## Excerpted passage:

_ _ _

A workforce stretched thin
The biggest force driving AI adoption in healthcare may be the labor shortage—of not just physicians, but also of Certified Nursing Assistants (CNAs), Registered Nurses (RNs), Licensed Practical Nurses (LPNs) and healthcare administrators. Compounding the problem, as Baby Boomers age, they’re requiring more and more care.
Altogether, this means that more healthcare staff is needed while job openings remain difficult to fill. Even with expansions in nursing programs and workforce pipelines, Covington sees no near‑term fix. “We’re in a situation where we still don’t have enough caregivers, and the training pipeline is not growing fast enough,” he said.
As in other industries, AI can help alleviate this problem by making the workers who are there more productive and have further reach. For instance, specialists who are difficult to hire in rural areas can support rural hospitals through tele‑ICU and remote monitoring, Covington said. The Rural Health Transformation Fund is already helping to fund these types of programs.

_ _ _

## Record extracts:

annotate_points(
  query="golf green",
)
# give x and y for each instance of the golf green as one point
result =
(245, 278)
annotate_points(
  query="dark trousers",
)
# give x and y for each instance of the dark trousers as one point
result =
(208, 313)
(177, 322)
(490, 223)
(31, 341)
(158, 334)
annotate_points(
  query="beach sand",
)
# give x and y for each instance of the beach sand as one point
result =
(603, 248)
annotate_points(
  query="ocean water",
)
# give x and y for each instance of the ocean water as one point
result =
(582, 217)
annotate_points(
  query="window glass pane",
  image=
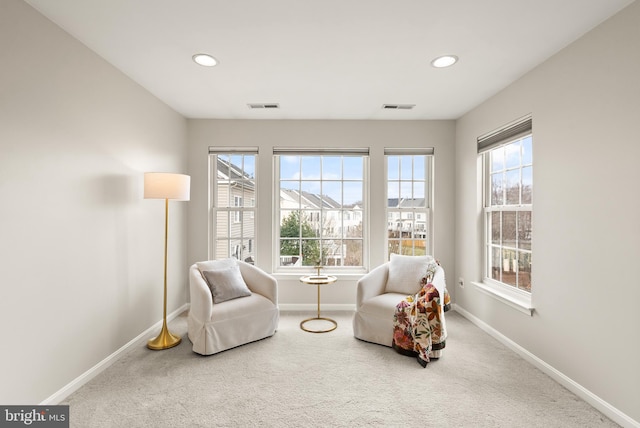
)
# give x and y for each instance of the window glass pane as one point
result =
(234, 187)
(512, 155)
(524, 230)
(524, 271)
(419, 168)
(508, 241)
(310, 167)
(310, 251)
(353, 252)
(406, 190)
(496, 216)
(289, 167)
(496, 264)
(223, 194)
(352, 193)
(497, 186)
(332, 194)
(527, 185)
(222, 224)
(419, 194)
(513, 187)
(290, 224)
(527, 151)
(289, 252)
(509, 229)
(406, 167)
(353, 168)
(393, 193)
(332, 254)
(393, 247)
(310, 193)
(222, 248)
(332, 224)
(509, 263)
(352, 225)
(393, 168)
(497, 159)
(331, 168)
(324, 211)
(410, 195)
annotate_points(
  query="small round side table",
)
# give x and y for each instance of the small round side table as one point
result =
(318, 280)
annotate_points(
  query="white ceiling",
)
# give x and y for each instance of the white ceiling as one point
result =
(326, 59)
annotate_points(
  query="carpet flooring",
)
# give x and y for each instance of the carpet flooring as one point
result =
(300, 379)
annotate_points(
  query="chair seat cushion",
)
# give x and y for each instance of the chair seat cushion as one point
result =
(382, 306)
(238, 308)
(406, 273)
(226, 283)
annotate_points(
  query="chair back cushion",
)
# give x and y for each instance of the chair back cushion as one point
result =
(406, 273)
(224, 279)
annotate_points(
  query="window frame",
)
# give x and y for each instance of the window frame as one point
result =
(278, 153)
(413, 213)
(509, 294)
(236, 215)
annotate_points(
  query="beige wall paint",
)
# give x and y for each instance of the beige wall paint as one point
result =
(81, 253)
(322, 133)
(585, 103)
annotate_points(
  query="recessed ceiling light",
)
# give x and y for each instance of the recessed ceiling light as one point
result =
(205, 60)
(444, 61)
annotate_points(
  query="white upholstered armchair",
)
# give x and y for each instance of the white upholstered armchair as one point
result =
(214, 327)
(380, 290)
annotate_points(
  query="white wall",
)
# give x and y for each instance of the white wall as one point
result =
(308, 133)
(585, 103)
(80, 250)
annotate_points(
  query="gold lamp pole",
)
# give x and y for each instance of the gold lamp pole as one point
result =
(160, 185)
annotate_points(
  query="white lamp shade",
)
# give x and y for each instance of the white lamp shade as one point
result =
(165, 185)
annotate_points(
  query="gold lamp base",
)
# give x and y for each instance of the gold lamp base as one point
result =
(165, 340)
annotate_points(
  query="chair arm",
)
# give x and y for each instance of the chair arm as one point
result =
(372, 284)
(200, 295)
(440, 283)
(259, 281)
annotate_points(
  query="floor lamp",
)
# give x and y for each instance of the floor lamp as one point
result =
(161, 185)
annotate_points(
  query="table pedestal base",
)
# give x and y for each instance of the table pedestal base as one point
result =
(335, 325)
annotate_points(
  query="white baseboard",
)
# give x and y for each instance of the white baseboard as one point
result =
(607, 409)
(313, 307)
(81, 380)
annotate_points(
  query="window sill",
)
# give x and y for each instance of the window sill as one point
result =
(350, 275)
(514, 298)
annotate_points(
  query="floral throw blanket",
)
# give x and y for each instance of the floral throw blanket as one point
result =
(418, 325)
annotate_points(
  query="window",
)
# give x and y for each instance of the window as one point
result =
(508, 202)
(233, 195)
(408, 201)
(320, 208)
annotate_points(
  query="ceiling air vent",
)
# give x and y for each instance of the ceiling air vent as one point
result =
(398, 106)
(264, 105)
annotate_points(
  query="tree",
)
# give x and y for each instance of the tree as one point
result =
(292, 227)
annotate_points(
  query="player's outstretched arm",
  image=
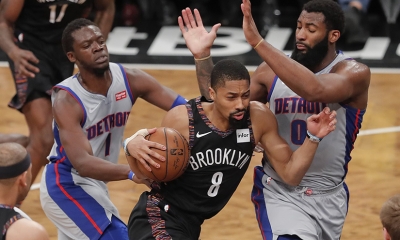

_ _ _

## Brief 1:
Name every kind of healthcare worker that the passage on AI and the healthcare labor shortage says is in short supply.
## Brief 2:
Write out the passage on AI and the healthcare labor shortage from "Altogether, this means" down to "types of programs.".

## Exercise solution 1:
Physicians, Certified Nursing Assistants (CNAs), Registered Nurses (RNs), Licensed Practical Nurses (LPNs), and healthcare administrators.

## Exercise solution 2:
Altogether, this means that more healthcare staff is needed while job openings remain difficult to fill. Even with expansions in nursing programs and workforce pipelines, Covington sees no near‑term fix. “We’re in a situation where we still don’t have enough caregivers, and the training pipeline is not growing fast enough,” he said.
As in other industries, AI can help alleviate this problem by making the workers who are there more productive and have further reach. For instance, specialists who are difficult to hire in rural areas can support rural hospitals through tele‑ICU and remote monitoring, Covington said. The Rural Health Transformation Fund is already helping to fund these types of programs.